[Excerpted records]

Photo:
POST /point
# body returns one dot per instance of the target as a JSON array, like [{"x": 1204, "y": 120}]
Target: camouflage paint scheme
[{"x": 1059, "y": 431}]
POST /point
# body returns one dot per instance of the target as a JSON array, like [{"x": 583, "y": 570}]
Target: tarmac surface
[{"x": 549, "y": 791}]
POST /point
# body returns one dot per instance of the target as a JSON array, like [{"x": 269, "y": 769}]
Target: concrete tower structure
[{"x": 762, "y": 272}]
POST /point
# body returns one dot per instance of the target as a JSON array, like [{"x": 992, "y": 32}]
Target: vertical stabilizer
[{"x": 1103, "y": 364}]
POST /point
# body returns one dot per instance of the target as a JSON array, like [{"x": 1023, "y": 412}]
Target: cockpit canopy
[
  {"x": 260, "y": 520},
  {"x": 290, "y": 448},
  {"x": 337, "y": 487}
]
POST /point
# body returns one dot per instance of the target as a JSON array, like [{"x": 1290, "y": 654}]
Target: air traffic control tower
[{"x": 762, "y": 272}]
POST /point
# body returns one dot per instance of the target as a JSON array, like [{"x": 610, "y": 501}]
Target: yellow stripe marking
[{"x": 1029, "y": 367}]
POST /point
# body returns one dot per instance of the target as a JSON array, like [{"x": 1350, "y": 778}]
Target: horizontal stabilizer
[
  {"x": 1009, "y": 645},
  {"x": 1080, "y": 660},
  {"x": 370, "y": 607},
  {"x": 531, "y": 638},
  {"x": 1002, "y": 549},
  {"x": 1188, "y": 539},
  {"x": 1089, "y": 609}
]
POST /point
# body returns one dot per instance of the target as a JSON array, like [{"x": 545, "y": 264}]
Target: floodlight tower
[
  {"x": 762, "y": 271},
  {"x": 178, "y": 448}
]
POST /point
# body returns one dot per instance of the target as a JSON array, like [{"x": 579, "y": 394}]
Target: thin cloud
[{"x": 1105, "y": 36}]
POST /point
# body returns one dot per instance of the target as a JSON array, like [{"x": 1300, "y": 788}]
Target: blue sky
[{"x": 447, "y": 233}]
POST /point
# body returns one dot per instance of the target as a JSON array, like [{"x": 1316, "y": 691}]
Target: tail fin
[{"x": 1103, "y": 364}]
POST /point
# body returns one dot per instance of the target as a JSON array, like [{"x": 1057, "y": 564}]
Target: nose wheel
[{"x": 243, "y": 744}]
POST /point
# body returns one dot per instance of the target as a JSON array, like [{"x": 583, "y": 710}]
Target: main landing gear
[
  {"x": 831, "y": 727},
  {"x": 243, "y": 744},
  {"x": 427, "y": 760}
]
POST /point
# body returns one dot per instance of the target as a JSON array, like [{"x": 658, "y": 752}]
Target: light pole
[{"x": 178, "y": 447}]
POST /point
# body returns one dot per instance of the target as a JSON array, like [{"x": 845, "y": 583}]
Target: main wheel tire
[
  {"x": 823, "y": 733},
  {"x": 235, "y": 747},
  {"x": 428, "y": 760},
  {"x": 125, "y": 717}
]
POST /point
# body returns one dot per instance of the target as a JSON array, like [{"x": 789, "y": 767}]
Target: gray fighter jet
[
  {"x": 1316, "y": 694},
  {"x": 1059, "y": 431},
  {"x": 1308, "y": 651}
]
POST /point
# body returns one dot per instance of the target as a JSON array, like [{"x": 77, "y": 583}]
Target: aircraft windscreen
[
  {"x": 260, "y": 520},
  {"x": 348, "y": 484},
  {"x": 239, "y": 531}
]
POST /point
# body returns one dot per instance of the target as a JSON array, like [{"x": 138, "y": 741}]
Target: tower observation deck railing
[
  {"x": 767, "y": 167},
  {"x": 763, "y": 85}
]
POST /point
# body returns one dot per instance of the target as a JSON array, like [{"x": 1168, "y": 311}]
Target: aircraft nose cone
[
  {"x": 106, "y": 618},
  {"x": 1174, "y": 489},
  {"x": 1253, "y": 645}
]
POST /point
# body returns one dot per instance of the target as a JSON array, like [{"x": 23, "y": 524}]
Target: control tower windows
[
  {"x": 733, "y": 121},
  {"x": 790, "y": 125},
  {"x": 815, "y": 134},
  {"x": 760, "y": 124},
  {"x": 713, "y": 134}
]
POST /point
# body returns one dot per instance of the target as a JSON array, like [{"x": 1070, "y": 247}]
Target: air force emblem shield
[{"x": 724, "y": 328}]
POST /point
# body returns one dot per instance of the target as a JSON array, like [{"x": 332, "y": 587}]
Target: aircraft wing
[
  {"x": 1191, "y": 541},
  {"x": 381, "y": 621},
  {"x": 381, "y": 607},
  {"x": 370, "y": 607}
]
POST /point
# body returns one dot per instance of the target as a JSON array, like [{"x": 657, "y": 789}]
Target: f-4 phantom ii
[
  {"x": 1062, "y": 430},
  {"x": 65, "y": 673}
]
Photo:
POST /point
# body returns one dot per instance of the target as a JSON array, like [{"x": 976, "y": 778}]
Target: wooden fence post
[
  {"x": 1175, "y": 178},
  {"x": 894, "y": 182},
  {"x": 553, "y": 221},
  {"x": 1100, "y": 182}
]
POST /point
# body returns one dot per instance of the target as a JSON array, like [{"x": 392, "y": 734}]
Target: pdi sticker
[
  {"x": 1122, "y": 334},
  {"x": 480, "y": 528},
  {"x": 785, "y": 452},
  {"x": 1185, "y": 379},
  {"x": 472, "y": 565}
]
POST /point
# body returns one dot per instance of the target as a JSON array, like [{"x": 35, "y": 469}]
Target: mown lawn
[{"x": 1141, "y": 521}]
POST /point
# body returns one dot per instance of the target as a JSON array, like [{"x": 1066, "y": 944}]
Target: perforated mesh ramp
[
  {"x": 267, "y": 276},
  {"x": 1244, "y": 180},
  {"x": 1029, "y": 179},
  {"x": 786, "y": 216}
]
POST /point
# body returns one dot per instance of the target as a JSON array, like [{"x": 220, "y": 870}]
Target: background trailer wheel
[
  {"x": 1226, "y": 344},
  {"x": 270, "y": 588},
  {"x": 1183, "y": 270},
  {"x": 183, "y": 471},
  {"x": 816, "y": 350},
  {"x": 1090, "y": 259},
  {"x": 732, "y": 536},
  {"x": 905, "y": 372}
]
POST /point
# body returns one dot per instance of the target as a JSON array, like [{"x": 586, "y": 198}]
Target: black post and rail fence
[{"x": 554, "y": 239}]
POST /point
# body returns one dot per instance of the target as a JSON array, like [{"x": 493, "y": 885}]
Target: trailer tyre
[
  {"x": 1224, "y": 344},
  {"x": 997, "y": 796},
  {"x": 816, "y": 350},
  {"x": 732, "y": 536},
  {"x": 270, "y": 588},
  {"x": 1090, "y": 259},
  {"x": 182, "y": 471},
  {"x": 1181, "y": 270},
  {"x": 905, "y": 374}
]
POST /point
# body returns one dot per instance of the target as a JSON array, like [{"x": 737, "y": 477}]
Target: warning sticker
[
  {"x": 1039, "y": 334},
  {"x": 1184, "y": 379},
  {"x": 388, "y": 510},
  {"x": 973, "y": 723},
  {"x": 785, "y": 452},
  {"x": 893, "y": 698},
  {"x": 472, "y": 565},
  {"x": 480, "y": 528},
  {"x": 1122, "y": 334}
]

[Brief] Output all of the material exactly as written.

[Answer]
Photo:
POST /point
# body returns one dot per instance of the target as a JSON array, like [{"x": 1204, "y": 120}]
Target: camouflage paint scheme
[{"x": 1059, "y": 431}]
POST /point
# body returns one dot per instance of the target as a JSON array, like [{"x": 583, "y": 570}]
Target: tarmac surface
[{"x": 549, "y": 791}]
POST /point
# body returns one dot per instance of the target as a JSON array, like [{"x": 269, "y": 769}]
Target: concrete tower structure
[{"x": 762, "y": 272}]
POST /point
# body returns one dot per instance of the target as a JSON array, like [{"x": 992, "y": 32}]
Target: vertical stabilizer
[{"x": 1103, "y": 364}]
POST /point
# body returns one dot per instance of the target as a JSON array, like [{"x": 1023, "y": 412}]
Target: cockpit canopy
[
  {"x": 260, "y": 520},
  {"x": 290, "y": 448},
  {"x": 337, "y": 487}
]
POST /point
# body returns one dot per instance of the target as a JSON array, like [{"x": 1290, "y": 654}]
Target: air traffic control tower
[{"x": 762, "y": 272}]
POST /point
# body returns one dot per instance of the target as a JSON array, like [{"x": 610, "y": 501}]
Target: yellow stripe marking
[{"x": 1029, "y": 367}]
POST /point
# body returns one dot per instance of the target as a JSON array, like [{"x": 1350, "y": 778}]
Target: horizontal stabilizer
[
  {"x": 1009, "y": 645},
  {"x": 1080, "y": 660},
  {"x": 370, "y": 607},
  {"x": 531, "y": 638},
  {"x": 1002, "y": 549},
  {"x": 1188, "y": 539},
  {"x": 1089, "y": 609}
]
POST /point
# body returns one dot per instance of the target as a JSON array, like [{"x": 545, "y": 264}]
Target: floodlight tower
[
  {"x": 762, "y": 271},
  {"x": 178, "y": 448}
]
POST /point
# body returns one dot per instance of the target as a JSON array, like [{"x": 579, "y": 394}]
Target: thin cloud
[{"x": 1105, "y": 36}]
POST /point
# body returns one dot per instance of the target as a JSON array, like [{"x": 1300, "y": 788}]
Target: blue sky
[{"x": 447, "y": 233}]
POST /point
# body returns one dot per instance of the target as a JSON array, like [{"x": 1316, "y": 691}]
Target: tail fin
[{"x": 1103, "y": 364}]
POST /point
# body returns one dot per instance of the target as a JSON array, like [{"x": 1057, "y": 564}]
Target: nose wheel
[{"x": 243, "y": 744}]
POST /point
# body returns one dot per instance of the target as a JSON array, like [{"x": 583, "y": 710}]
Target: main landing gear
[
  {"x": 831, "y": 727},
  {"x": 243, "y": 744},
  {"x": 427, "y": 760}
]
POST /point
# body returns one dot per instance of the target as a JSON array, like [{"x": 658, "y": 752}]
Target: light pole
[{"x": 178, "y": 447}]
POST /point
# body returns one dot per instance of the target as a JSON array, like [{"x": 845, "y": 583}]
Target: main wheel tire
[
  {"x": 823, "y": 733},
  {"x": 235, "y": 747},
  {"x": 428, "y": 760},
  {"x": 125, "y": 717}
]
POST /point
# body returns one dot per instance of the target as a JSON array, like [{"x": 789, "y": 767}]
Target: gray fighter jet
[
  {"x": 1316, "y": 694},
  {"x": 1059, "y": 431},
  {"x": 1308, "y": 651}
]
POST /point
# body returns one dot per instance of the target as a JSON array, like [{"x": 77, "y": 583}]
Target: aircraft windscreen
[
  {"x": 260, "y": 520},
  {"x": 348, "y": 484},
  {"x": 239, "y": 531}
]
POST /point
# body returns one dot per instance of the target as a JSON array, like [{"x": 138, "y": 741}]
Target: tower observation deck railing
[
  {"x": 767, "y": 167},
  {"x": 763, "y": 85}
]
POST /point
# body returns one dot per instance of the target as a JSON array, like [{"x": 1168, "y": 311}]
Target: aircraft nose cone
[
  {"x": 106, "y": 618},
  {"x": 1174, "y": 489},
  {"x": 1253, "y": 645}
]
POST /point
# body returns one dot per instance of the target as a JSON array, like [{"x": 23, "y": 524}]
Target: control tower windows
[
  {"x": 733, "y": 121},
  {"x": 790, "y": 125},
  {"x": 815, "y": 134},
  {"x": 760, "y": 124},
  {"x": 713, "y": 134}
]
POST /point
# body returns one dot per instance of the target as a JSON array, like [{"x": 1070, "y": 247}]
Target: air force emblem shield
[{"x": 724, "y": 328}]
POST /point
# body returns one dot per instance of the target as a JSON array, like [{"x": 332, "y": 587}]
Target: aircraft wing
[
  {"x": 1191, "y": 541},
  {"x": 381, "y": 621},
  {"x": 381, "y": 607},
  {"x": 370, "y": 607}
]
POST /point
# body returns one dot per instance of the target as a JSON array, like [{"x": 657, "y": 789}]
Target: f-4 phantom ii
[
  {"x": 1062, "y": 430},
  {"x": 65, "y": 673}
]
Photo:
POST /point
# body returns one dot per instance of the target as a JSON array, like [{"x": 976, "y": 778}]
Target: wooden fence post
[
  {"x": 1175, "y": 178},
  {"x": 894, "y": 182},
  {"x": 553, "y": 221},
  {"x": 1100, "y": 182}
]
POST /point
# body returns one dot per instance of the target as a JSON array, like [{"x": 392, "y": 734}]
Target: pdi sticker
[
  {"x": 1122, "y": 334},
  {"x": 480, "y": 528},
  {"x": 785, "y": 452},
  {"x": 1185, "y": 379},
  {"x": 472, "y": 565}
]
POST /point
# body returns one dot per instance of the target as a JSON array, like [{"x": 35, "y": 469}]
Target: mown lawn
[{"x": 1141, "y": 521}]
POST /point
# body returns one dot per instance of the target as a JSON array, like [{"x": 1066, "y": 944}]
Target: perforated mesh ramp
[
  {"x": 267, "y": 276},
  {"x": 1244, "y": 180},
  {"x": 1029, "y": 179},
  {"x": 786, "y": 216}
]
POST /point
# body returns one dot per instance of the target as a JSON array, like [{"x": 220, "y": 870}]
Target: background trailer wheel
[
  {"x": 1226, "y": 344},
  {"x": 270, "y": 588},
  {"x": 1183, "y": 270},
  {"x": 183, "y": 471},
  {"x": 816, "y": 350},
  {"x": 1090, "y": 259},
  {"x": 732, "y": 536},
  {"x": 905, "y": 372}
]
POST /point
# body returns one dot per instance of the target as a JSON array, like [{"x": 586, "y": 198}]
Target: black post and rail fence
[{"x": 554, "y": 239}]
POST /point
# body returns one dot per instance of the target as a JSON array, like [{"x": 493, "y": 885}]
Target: trailer tyre
[
  {"x": 1224, "y": 344},
  {"x": 997, "y": 796},
  {"x": 816, "y": 350},
  {"x": 732, "y": 536},
  {"x": 270, "y": 588},
  {"x": 1090, "y": 259},
  {"x": 182, "y": 471},
  {"x": 1181, "y": 270},
  {"x": 905, "y": 374}
]
POST /point
# body returns one dot per instance of the target as a JSON array, like [{"x": 737, "y": 477}]
Target: warning sticker
[
  {"x": 1039, "y": 334},
  {"x": 1184, "y": 379},
  {"x": 388, "y": 510},
  {"x": 973, "y": 723},
  {"x": 785, "y": 452},
  {"x": 893, "y": 698},
  {"x": 472, "y": 565},
  {"x": 480, "y": 528},
  {"x": 1122, "y": 334}
]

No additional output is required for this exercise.